** Input data follows **
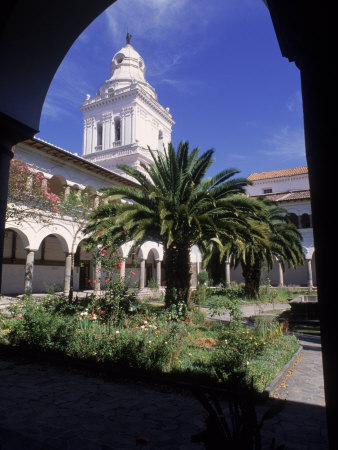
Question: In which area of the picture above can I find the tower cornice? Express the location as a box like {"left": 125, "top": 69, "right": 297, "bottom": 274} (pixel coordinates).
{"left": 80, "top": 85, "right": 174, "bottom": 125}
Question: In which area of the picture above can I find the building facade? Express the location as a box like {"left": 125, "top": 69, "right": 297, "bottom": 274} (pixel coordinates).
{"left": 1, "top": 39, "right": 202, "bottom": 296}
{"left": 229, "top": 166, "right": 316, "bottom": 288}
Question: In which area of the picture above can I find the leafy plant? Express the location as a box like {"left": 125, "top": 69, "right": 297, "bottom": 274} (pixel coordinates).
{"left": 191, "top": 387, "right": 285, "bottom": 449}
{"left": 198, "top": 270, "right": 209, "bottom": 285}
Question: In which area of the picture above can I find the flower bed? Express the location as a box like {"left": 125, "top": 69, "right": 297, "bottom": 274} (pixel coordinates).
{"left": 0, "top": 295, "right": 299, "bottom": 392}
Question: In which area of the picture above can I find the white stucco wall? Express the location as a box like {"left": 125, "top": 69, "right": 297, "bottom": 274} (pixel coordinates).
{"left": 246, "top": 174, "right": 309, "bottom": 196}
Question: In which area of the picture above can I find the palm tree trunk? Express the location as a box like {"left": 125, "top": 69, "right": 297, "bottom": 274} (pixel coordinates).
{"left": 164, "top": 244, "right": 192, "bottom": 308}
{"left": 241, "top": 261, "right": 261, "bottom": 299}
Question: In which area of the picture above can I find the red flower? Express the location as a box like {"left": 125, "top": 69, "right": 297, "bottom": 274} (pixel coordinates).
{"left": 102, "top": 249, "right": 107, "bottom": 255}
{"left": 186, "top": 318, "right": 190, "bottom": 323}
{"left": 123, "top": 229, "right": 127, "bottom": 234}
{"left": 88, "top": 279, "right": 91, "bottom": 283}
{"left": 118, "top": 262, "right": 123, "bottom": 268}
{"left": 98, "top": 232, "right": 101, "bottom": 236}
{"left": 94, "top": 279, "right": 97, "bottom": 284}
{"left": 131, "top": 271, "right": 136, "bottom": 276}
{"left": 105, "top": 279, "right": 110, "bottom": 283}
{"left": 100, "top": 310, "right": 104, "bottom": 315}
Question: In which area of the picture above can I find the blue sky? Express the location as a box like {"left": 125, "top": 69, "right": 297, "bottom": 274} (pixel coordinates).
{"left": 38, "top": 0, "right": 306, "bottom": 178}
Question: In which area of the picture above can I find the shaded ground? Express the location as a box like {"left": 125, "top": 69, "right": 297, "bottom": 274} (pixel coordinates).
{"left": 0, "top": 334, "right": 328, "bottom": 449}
** End of Input data **
** Input data follows **
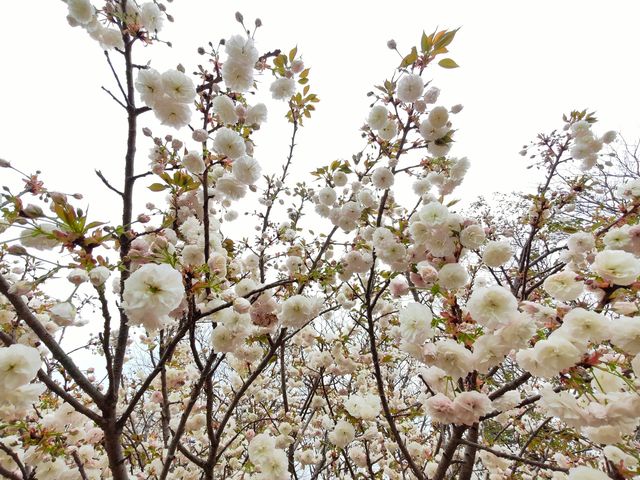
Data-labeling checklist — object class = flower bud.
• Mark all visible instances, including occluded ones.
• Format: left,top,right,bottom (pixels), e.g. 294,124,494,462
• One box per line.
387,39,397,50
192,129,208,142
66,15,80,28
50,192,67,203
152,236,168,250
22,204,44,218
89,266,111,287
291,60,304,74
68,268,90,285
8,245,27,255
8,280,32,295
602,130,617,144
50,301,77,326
** End of Input data **
** Input data follows **
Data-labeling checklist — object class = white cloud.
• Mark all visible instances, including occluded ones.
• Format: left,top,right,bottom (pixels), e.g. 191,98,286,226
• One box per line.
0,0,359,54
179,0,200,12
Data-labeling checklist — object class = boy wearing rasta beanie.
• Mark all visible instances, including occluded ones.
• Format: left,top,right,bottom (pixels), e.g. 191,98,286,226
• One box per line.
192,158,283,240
** End of Input data **
Problem: Your answer should consist of the lines from the material that contain "labeling".

Solution to the exercise:
Data-labeling checklist — object class = flower bud.
Data-labeling checklist — object class = white cloud.
Data-labeling checklist — object class = boy wearing rasta beanie.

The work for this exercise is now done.